**Objetivo de la tarea**
Reproduce sin cambios el pasaje del texto sobre las malas películas de horror que va desde "En mi antiguo" hasta "repetir apenas pueda.".

**Sección del documento**
---

Y el segundo desvío es en verdad un regreso al tema: ¿cómo es que un amante del cine de horror que además se declara amante del mal cine puede decir que esta película de horror es demasiado mala para que, aunque sea él, le encuentre algo rescatable?

En mi antiguo blog, Puente Aéreo, escribí algunos posts bajo el título general de “Malas películas imprescindibles”, dedicados a cintas como SpiderBaby, Beyond the Valley of the Dolls, Color Me Blood Red, ÁMeia-Noite Levarei Sua Alma y Plan 9 from Outer Space. Dije que eran malas y también que eran extraordinarias y que había que verlas. Algunas más que otras, claro: ver la de Ed Wood por segunda vez ya sería un sacrificio, pero Spider Baby la he visto tres veces y sigue siendo mágica y la joya brasilera de José Mojica Marins la quiero repetir apenas pueda.

---

**Información proporcionada**

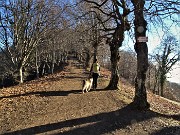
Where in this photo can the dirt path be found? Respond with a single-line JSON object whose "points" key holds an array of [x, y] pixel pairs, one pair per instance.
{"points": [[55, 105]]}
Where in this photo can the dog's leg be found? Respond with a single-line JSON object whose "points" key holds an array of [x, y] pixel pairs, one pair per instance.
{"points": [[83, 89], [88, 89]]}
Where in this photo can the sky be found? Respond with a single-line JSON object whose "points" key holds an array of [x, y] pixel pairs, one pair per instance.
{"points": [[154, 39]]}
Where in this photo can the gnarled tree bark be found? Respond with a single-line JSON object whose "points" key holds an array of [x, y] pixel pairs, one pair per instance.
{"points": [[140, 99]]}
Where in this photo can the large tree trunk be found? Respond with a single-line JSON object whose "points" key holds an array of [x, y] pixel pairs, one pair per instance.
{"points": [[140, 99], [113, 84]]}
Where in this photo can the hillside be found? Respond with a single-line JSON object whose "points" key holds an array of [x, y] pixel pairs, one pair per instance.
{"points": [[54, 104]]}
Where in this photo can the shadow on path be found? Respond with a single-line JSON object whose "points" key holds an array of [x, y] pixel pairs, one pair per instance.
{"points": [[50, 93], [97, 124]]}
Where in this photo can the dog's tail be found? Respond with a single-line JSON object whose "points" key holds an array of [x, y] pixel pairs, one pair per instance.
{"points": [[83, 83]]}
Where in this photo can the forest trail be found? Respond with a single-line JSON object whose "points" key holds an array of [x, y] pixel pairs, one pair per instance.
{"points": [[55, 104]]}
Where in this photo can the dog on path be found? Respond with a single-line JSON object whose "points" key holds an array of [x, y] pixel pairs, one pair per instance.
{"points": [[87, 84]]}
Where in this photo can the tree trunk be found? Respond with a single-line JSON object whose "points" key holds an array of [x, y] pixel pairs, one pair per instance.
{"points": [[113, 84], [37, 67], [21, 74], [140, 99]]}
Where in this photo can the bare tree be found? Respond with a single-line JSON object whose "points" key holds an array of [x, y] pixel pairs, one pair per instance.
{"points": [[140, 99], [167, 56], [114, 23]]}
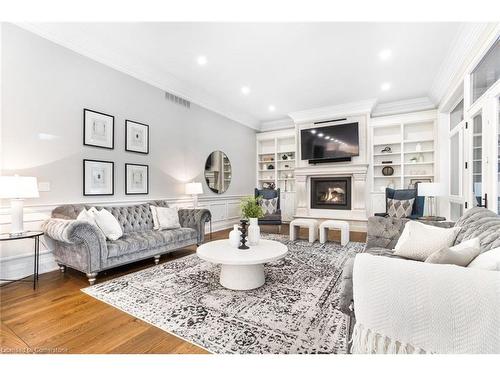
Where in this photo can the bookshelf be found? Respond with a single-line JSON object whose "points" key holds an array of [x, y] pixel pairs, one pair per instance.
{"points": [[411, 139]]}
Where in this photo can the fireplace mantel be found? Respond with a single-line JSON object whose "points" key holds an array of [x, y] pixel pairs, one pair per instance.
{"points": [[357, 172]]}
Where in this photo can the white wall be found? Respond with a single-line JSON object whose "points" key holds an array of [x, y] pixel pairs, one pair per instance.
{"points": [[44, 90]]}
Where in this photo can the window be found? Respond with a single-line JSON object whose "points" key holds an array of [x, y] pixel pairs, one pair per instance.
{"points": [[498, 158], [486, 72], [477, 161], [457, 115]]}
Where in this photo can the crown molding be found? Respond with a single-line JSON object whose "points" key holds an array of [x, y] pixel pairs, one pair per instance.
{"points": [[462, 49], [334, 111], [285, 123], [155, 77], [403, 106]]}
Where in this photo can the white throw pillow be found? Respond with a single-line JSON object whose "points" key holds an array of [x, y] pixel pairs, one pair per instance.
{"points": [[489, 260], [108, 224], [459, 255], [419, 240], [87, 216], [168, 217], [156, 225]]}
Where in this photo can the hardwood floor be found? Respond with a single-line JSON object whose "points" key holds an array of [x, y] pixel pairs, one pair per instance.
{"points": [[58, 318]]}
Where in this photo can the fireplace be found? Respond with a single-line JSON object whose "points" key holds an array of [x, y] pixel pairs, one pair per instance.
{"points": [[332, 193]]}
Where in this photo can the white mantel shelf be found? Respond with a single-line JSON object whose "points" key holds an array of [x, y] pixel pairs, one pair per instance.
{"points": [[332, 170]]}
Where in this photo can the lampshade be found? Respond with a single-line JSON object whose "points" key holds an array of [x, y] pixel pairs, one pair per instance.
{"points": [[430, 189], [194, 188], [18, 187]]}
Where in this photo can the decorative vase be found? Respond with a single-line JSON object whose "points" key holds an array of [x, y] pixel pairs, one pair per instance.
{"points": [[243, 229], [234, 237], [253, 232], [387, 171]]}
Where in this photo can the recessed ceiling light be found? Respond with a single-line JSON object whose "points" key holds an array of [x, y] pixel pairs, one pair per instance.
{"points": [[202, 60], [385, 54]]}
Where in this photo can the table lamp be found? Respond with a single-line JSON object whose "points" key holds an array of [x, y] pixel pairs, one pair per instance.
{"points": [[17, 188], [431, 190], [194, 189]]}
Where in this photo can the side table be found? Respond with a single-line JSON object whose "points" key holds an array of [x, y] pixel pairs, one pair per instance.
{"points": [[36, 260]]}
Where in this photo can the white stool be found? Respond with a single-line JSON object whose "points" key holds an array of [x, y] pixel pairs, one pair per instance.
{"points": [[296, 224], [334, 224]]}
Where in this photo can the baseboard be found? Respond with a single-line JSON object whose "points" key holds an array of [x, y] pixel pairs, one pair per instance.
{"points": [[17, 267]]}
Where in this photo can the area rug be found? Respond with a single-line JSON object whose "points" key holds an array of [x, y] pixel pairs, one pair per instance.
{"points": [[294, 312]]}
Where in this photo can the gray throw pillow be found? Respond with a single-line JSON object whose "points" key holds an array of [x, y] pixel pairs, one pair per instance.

---

**Solución del ejercicio**
En mi antiguo blog, Puente Aéreo, escribí algunos posts bajo el título general de “Malas películas imprescindibles”, dedicados a cintas como SpiderBaby, Beyond the Valley of the Dolls, Color Me Blood Red, ÁMeia-Noite Levarei Sua Alma y Plan 9 from Outer Space. Dije que eran malas y también que eran extraordinarias y que había que verlas. Algunas más que otras, claro: ver la de Ed Wood por segunda vez ya sería un sacrificio, pero Spider Baby la he visto tres veces y sigue siendo mágica y la joya brasilera de José Mojica Marins la quiero repetir apenas pueda.